▶ **Task brief**: In the invention background, what does the mass compensation device proposed in WO 2008/128804 A1 do?

▶ **Provided text**:
####################
BACKGROUND OF THE INVENTION

The invention relates to a power-driven hand tool, comprising a tool spindle that can be driven in a rotational oscillatory manner about its longitudinal axis and that is designed to carry a tool, and comprising a transmission housing, in which there is carried an eccentric coupling drive for driving the tool spindle and from which the tool spindle projects outwardly with one end.

Such a hand tool is known from WO 2008/128804 A1. The tool in that case is a power tool having a drive unit, for driving a drive shaft, and having an output shaft, on which a tool is carried. The rotary motion of the drive shaft can be transferred to the output shaft via an eccentric coupling device.

Such hand tools provided with an oscillatory drive can be used, for instance, to cut or grind workpieces, the oscillatory motion of the tool making it possible, in principle, to achieve precise guidance with a high cutting and material removal rate.

It has been found that, during use of such hand power tools, vibrations can occur that a user may perceive as irritating in the case of prolonged use.

In this connection, for the purpose of vibration compensation, WO 2008/128804 A1 proposes a mass compensation device, which executes a compensatory motion counteracting the oscillatory motion generated by the oscillatory drive.
####################
▶ **Given information**:
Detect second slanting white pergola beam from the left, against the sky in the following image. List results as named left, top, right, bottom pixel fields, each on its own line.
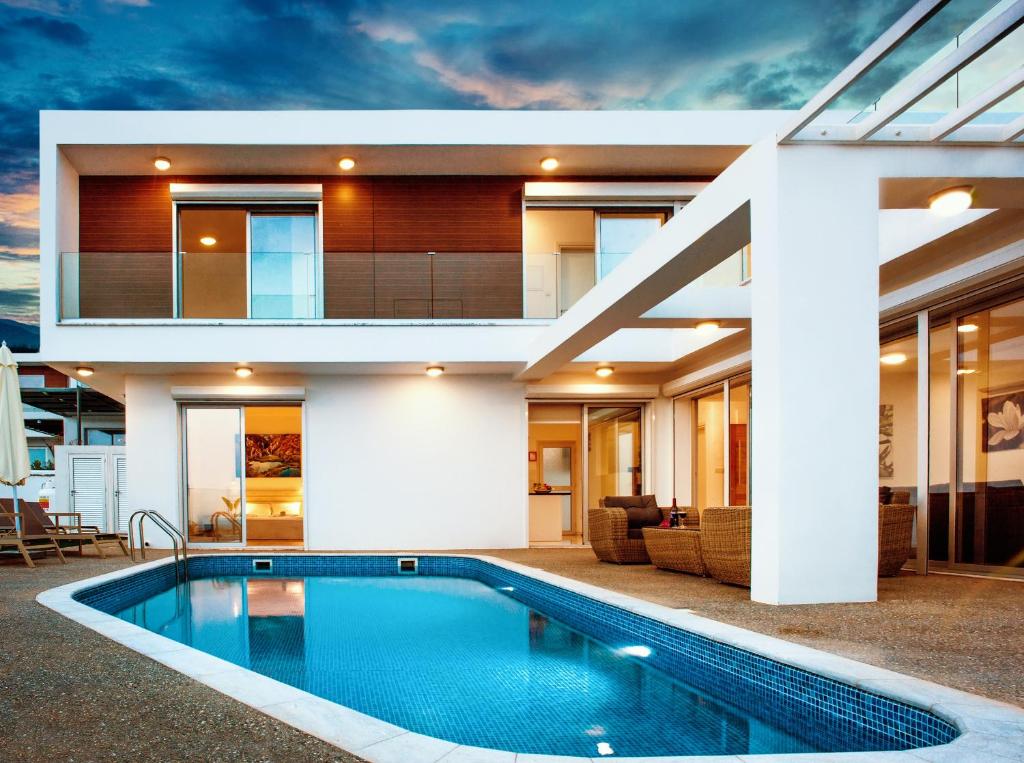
####################
▶ **Output for this task**: It executes a compensatory motion that counteracts the oscillatory motion generated by the oscillatory drive.